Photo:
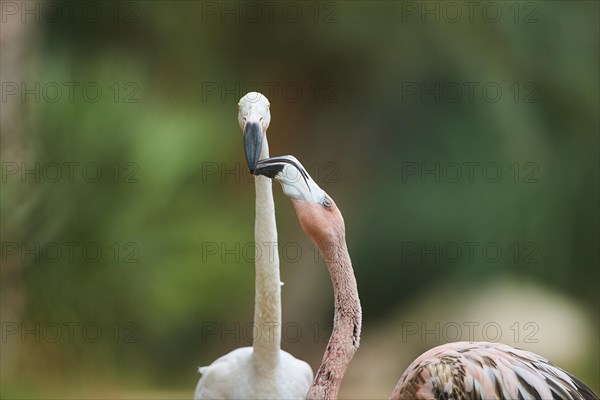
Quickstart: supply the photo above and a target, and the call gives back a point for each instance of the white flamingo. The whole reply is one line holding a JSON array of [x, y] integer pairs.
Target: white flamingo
[[263, 371], [462, 370]]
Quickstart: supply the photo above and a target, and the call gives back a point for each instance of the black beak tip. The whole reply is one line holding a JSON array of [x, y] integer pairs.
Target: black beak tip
[[252, 145]]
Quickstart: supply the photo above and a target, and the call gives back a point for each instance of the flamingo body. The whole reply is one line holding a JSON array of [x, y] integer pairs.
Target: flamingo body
[[481, 370], [233, 376], [457, 371]]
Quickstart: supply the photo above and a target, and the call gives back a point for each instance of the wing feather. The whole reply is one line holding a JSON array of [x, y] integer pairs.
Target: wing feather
[[480, 370]]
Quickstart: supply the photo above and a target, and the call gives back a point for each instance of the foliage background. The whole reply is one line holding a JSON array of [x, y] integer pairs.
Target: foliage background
[[182, 187]]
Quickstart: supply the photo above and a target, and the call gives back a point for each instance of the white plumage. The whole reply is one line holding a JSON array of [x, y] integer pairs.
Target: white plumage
[[263, 371]]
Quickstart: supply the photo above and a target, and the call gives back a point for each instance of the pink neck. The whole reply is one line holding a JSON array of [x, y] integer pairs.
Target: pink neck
[[345, 337]]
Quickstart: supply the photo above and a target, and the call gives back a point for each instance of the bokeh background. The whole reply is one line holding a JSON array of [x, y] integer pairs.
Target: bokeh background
[[460, 142]]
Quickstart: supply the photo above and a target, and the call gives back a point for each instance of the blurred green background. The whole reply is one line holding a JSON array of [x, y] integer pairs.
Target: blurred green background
[[460, 142]]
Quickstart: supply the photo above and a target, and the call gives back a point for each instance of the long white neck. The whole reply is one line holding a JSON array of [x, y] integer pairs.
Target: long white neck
[[267, 306]]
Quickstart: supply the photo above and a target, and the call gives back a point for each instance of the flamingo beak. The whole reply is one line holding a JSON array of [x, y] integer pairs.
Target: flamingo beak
[[252, 144], [268, 168]]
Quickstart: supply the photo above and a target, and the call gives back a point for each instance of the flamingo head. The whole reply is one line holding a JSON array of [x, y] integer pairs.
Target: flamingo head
[[317, 212], [254, 118]]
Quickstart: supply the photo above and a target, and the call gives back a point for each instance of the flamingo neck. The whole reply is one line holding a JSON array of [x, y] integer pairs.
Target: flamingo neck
[[267, 306], [347, 322]]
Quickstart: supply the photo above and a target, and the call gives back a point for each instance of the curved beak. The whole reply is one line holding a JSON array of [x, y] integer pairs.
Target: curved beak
[[252, 143], [295, 181], [273, 166]]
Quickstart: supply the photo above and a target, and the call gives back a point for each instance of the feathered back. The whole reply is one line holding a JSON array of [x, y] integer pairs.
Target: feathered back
[[481, 370]]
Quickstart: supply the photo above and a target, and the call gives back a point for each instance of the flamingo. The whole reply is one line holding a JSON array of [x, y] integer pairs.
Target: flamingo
[[462, 370], [262, 371]]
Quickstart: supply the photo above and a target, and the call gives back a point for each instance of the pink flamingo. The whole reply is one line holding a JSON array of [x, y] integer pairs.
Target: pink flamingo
[[462, 370]]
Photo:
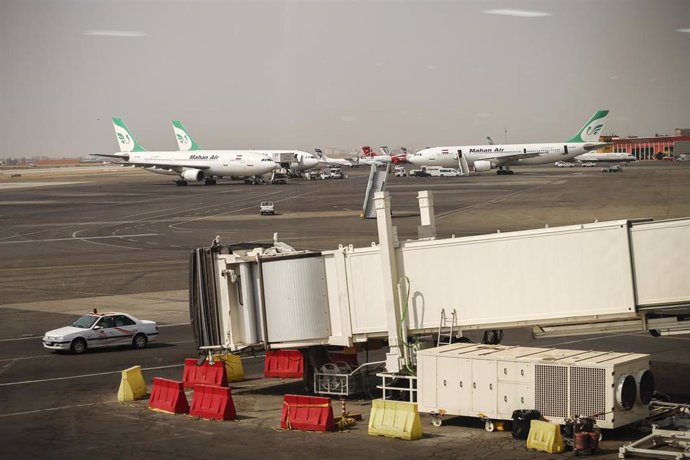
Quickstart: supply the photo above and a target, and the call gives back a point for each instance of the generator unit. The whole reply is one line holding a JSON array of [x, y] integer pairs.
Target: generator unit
[[492, 381]]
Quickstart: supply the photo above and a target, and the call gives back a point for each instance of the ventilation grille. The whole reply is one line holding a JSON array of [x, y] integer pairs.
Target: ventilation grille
[[551, 390], [587, 391]]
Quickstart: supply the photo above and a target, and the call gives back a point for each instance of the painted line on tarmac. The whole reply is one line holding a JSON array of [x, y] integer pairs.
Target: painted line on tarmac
[[50, 409], [78, 238], [55, 379], [98, 374]]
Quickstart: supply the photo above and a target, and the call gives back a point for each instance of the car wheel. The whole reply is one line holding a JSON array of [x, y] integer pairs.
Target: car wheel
[[139, 341], [78, 346]]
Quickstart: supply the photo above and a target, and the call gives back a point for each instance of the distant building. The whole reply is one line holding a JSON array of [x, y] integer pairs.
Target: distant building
[[645, 148]]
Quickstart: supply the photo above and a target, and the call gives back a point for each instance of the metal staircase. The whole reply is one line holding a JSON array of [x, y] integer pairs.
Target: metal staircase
[[462, 163], [445, 331]]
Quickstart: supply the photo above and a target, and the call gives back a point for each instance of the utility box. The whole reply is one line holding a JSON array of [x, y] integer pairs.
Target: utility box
[[492, 381]]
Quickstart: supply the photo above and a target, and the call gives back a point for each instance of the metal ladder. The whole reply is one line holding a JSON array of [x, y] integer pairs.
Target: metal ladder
[[444, 324], [377, 183]]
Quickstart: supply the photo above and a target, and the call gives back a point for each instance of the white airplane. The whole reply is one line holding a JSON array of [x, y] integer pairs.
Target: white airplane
[[198, 165], [608, 157], [501, 157], [299, 161], [328, 162]]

⁂

Directions:
The answer consists of the line holding "of the generator" and every line after it up to the end of the records, word for word.

Solution to the problem:
Quickstart: supply the photo above and a target, and the call gives back a point for each instance of the generator unit. The whole reply is one line holding a JSON array of [x, y] integer pairs.
Target: generator unit
[[492, 381]]
Quickstart: supply the photo above and a target, and the call gives back a point for each instance of the ventilation grille. The whole reply is one line holding a JSON array of [x, y] integer pairs.
Target: ventilation grille
[[551, 390], [587, 391]]
Quickstart: supply the photo above and a target, and the call gives back a point for each instance of the painted line on tarmac. The whole reply is one line holding a JSON array of [x, y] integer pairs.
Target: painted line on tarmac
[[50, 409], [78, 238], [55, 379], [98, 374]]
Quickstart: supply the photo above and a target, and the call gives back a point for each instance of the car wheel. The whole reply is one line holding a JSON array of [x, y] integer pairs.
Target: car wheel
[[139, 341], [78, 346]]
Quickstart: supply the photo above and a target, and the call gives back a point for each instance of the distant building. The whole reply is one line holding a JSON array of [x, y] integer pairs.
Target: distant building
[[645, 148]]
Quickstart: supply the photo above and a target, and the call gives back a point for each instance of the metal staircase. The whole reply is one line holding a JSON array of [x, y] integer pairs.
Target: metal staircase
[[462, 163], [445, 331]]
Quickstart: supply the photo above and a target, and the call gives back a point for each instance of the utility box. The whole reply is one line holding a JSON array of [x, y] integer pairs.
Target: utility box
[[492, 381]]
Quickstart: supply the photo above and a target, and the call gives back a point for each instance of the metal ladder. The whole reply is one line holding a JSON array of [x, y] integer pairs.
Target: metal ladder
[[444, 324], [377, 183]]
Quickstart: supply the photo above and a target, and the call gives back a point for each instance of the white airplane. The whole reply is one line holding a JSON array of [x, y] integer pairs.
Target: white airplane
[[198, 165], [608, 157], [501, 157], [299, 161], [328, 162]]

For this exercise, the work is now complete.